Can you print every record below exactly as written?

Part of a data file
• • • •
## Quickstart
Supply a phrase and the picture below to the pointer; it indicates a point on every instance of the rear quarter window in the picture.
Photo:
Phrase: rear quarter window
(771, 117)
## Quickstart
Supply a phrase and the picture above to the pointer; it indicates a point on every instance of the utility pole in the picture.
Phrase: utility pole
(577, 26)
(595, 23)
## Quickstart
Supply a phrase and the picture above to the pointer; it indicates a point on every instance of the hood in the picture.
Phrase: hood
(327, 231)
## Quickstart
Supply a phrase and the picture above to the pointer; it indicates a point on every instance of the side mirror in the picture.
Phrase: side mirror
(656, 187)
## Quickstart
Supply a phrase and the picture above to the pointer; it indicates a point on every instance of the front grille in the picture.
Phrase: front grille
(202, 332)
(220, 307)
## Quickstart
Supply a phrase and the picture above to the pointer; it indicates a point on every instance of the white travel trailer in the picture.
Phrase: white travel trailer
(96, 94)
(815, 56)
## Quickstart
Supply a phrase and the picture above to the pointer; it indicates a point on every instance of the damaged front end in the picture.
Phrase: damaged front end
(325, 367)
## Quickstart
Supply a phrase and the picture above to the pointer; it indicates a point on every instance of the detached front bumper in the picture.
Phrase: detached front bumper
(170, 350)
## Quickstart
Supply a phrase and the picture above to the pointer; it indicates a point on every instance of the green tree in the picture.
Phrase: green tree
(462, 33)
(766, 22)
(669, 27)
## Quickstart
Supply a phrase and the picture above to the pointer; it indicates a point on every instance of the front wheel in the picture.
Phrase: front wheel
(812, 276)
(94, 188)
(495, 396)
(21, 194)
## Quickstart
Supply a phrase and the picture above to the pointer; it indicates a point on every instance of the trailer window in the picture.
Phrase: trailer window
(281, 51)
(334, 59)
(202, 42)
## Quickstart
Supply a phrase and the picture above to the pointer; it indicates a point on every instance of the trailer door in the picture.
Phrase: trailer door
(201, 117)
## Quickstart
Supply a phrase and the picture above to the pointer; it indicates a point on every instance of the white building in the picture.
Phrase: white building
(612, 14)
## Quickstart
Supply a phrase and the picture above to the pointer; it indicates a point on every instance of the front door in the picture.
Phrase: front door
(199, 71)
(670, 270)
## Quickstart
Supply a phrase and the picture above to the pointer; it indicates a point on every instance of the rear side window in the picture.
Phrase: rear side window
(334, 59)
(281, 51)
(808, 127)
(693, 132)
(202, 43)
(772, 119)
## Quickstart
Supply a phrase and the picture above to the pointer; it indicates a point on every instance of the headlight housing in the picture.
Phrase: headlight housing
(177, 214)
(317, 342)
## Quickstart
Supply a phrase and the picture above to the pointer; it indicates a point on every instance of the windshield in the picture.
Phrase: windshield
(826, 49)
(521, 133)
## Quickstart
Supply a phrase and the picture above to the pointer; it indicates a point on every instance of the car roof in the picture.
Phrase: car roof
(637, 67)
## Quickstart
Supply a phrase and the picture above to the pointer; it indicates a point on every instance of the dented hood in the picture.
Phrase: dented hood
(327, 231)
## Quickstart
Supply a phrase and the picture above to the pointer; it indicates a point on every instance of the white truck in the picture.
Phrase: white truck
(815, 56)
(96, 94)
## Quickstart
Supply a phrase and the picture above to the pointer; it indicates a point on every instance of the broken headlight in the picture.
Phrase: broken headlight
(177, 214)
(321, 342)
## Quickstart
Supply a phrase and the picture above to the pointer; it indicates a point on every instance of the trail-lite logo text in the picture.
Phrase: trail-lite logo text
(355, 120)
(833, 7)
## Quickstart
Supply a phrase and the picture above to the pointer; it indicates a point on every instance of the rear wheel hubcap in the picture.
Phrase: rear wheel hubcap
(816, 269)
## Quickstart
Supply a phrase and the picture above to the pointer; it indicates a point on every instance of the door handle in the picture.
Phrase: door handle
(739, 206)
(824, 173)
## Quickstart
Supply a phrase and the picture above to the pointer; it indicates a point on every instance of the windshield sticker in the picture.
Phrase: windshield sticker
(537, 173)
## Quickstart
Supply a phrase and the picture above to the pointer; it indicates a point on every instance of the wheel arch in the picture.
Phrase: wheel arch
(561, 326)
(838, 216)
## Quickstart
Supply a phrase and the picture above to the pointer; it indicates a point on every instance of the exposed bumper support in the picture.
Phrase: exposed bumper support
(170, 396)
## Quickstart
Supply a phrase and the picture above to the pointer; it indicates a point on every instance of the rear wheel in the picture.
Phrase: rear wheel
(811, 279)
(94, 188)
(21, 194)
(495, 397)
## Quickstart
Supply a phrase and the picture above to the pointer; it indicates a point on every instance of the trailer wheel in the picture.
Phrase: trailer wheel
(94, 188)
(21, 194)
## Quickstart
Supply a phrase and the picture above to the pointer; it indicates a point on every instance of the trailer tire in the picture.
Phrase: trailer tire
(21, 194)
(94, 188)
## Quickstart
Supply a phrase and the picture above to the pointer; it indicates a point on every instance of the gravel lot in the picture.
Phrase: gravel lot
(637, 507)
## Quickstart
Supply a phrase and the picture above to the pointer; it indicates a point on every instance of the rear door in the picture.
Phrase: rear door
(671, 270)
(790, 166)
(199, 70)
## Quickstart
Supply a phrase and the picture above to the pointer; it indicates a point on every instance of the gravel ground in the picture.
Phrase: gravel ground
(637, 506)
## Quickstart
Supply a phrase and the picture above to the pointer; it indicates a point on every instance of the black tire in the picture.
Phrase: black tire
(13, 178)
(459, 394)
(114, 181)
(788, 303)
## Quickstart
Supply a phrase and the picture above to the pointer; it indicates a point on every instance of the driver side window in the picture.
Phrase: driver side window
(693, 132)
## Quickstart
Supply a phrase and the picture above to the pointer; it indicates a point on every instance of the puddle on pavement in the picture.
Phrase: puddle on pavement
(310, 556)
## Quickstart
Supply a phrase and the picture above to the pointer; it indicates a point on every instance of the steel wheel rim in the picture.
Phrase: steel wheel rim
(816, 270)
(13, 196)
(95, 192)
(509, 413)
• • • •
## SOLVED EXERCISE
## Quickstart
Supply a phrase and the picture below to the pointer; it indicates a point on every instance of the rear quarter window in the picture.
Photo:
Phrase: rear quarter window
(771, 117)
## Quickstart
Supply a phrase and the picture above to the pointer; it indicates a point on every instance of the utility pole in the picture.
Phrase: utility pole
(577, 26)
(595, 23)
## Quickstart
Supply a phrase and the picture above to the pointer; it indicates a point on every instance of the hood in the picture.
Phrase: hood
(327, 231)
## Quickstart
Supply a phrase and the picture above to the pointer; it indicates a point on every instance of the side mirror in the picture.
Phrase: side mirror
(656, 187)
## Quickstart
Supply a phrase and the picture above to the pointer; it indicates a point on every instance of the front grille in the picture.
Phrase: front grille
(202, 332)
(220, 307)
## Quickstart
Supply a phrase and the picture above to the pointer; it indicates a point on every instance of the white travel trailer in the picture.
Phrase: white travel trailer
(96, 94)
(815, 56)
## Quickstart
Supply a phrase and the picture above to the pointer; it indicates a point on every instance of the damaged front end in the picture.
Phrase: damaged front end
(325, 367)
## Quickstart
Supply a phrase and the picture above to the pointer; it indicates a point on every instance of the detached front bumper in the picture.
Phrase: detached front bumper
(170, 350)
## Quickstart
Supply a phrase and the picture above to the pointer; it indicates a point on every instance of the green tree in the picture.
Phrase: green tree
(462, 33)
(766, 22)
(669, 27)
## Quickstart
Supply a phrase and the picture above to the pointer; it indicates a point on every instance of the front wheel in the picture.
Phrase: front wheel
(812, 276)
(94, 188)
(495, 396)
(21, 194)
## Quickstart
Supply a phrase and the picture above to the pointer; it indicates a point on every instance of the trailer window in the picture.
Phrase: trailer window
(281, 51)
(334, 59)
(202, 42)
## Quickstart
Supply a phrase and the picture above to the pointer; it indicates a point on every instance of the trailer door in the picture.
Phrase: trailer door
(201, 117)
## Quickstart
Supply a phrase and the picture above to the pointer; it indicates a point on every instance of the white building in the picture.
Phrase: white building
(612, 14)
## Quickstart
Supply a phrase and the picture above to the pointer; it indicates a point on every instance of the front door in the picture.
Phrase: front door
(199, 71)
(670, 270)
## Quickstart
Supply a phrase and the picture above to the pointer; it indicates a point on every instance of the rear side window in the picture.
Phrase: rear side window
(334, 59)
(281, 51)
(808, 127)
(693, 132)
(202, 43)
(772, 119)
## Quickstart
Supply a phrase and the picture above to the pointer; it indicates a point on every instance of the headlight housing in the picture.
Phrase: headlight housing
(177, 214)
(317, 342)
## Quickstart
Supply a phrase and the picture above to the pointer; it indicates a point on every instance of the windshield in the picture.
Phrase: windshield
(826, 49)
(521, 133)
## Quickstart
Supply a phrase and the picture above to the pointer; it indicates a point on every instance of the car roof in the picture.
Phrase: car roof
(637, 67)
## Quickstart
Supply a phrase and the picture above to the pointer; it indicates a point on every instance of the dented hood in the picture.
Phrase: dented hood
(327, 231)
## Quickstart
Supply a phrase and the picture above to the pointer; it indicates a point on every instance of the white truck in the picture.
Phrase: white truck
(815, 56)
(96, 94)
## Quickstart
Supply a phrase and the picture above to the pointer; it indicates a point on every instance of the broken headlight in the picture.
Phrase: broken headlight
(177, 214)
(321, 342)
## Quickstart
Supply a phrase and the picture above to the pointer; it indicates a point on every instance of the trail-lite logo text in the picture.
Phrase: trail-lite logo text
(355, 120)
(833, 7)
## Quickstart
Supply a phrase and the picture above to the pointer; it indicates a point on every instance of the rear wheel hubcap in the picture.
Phrase: rear wheel hubcap
(816, 269)
## Quickstart
Supply a phrase and the picture above to the pointer; it indicates a point on every instance of the door handle in the picture.
Phrase: door handle
(739, 206)
(824, 173)
## Quickstart
Supply a phrase and the picture above to the pointer; it indicates a point on every instance of the windshield sticker in the picture.
Phrase: windshield sticker
(537, 173)
## Quickstart
Supply a phrase and the picture above to the pointer; it indicates a point on every instance of the wheel arch in the picture.
Phrase: wheel arch
(561, 326)
(838, 216)
## Quickstart
Supply a phrase and the picture above to the pointer; it indicates a point on every instance of the exposed bumper support in the picture.
Phrase: exposed bumper support
(170, 396)
## Quickstart
Supply a phrase and the picture above to the pointer; it indicates a point on every instance of the rear wheel in the picture.
Phrase: rear wheel
(811, 279)
(94, 188)
(21, 194)
(495, 397)
## Quickstart
Supply a phrase and the picture above to the pointer; it indicates a point on every instance of the trailer wheel in the picture.
Phrase: trailer wheel
(94, 188)
(21, 194)
## Quickstart
Supply a phrase and the picture above to the pointer; it indicates a point on every instance of the trailer tire in the picture.
Phrase: trailer tire
(21, 194)
(94, 188)
## Quickstart
Supply a phrase and the picture above to the pointer; it indicates a point on every instance of the gravel lot in the picture.
Phrase: gravel lot
(637, 507)
## Quickstart
Supply a phrase and the picture above to the pointer; it indicates a point on every instance of the rear door in the picture.
Phrase: rear door
(671, 270)
(790, 166)
(199, 70)
## Quickstart
Supply a phrase and the picture above to the pointer; it indicates a point on every instance of the gravel ground in the picture.
Phrase: gravel ground
(637, 506)
## Quickstart
Supply a phrase and the picture above to the pointer; it indicates a point on every instance of the black tire in the picture.
Phrase: black tire
(13, 178)
(459, 394)
(114, 181)
(788, 303)
## Quickstart
Supply a phrase and the picture above to the pointer; it indicates a point on every instance of the driver side window in the picture.
Phrase: driver side window
(693, 132)
## Quickstart
Supply a phrase and the picture above to the pointer; it indicates a point on every instance of the puddle on pavement in the picture.
Phrase: puddle on pavement
(310, 556)
## Quickstart
Supply a phrase and the picture above to the pointer; it indicates a point on every instance of the steel wheel rim in the picture.
Phrase: steel wheel rim
(816, 270)
(13, 196)
(95, 192)
(509, 413)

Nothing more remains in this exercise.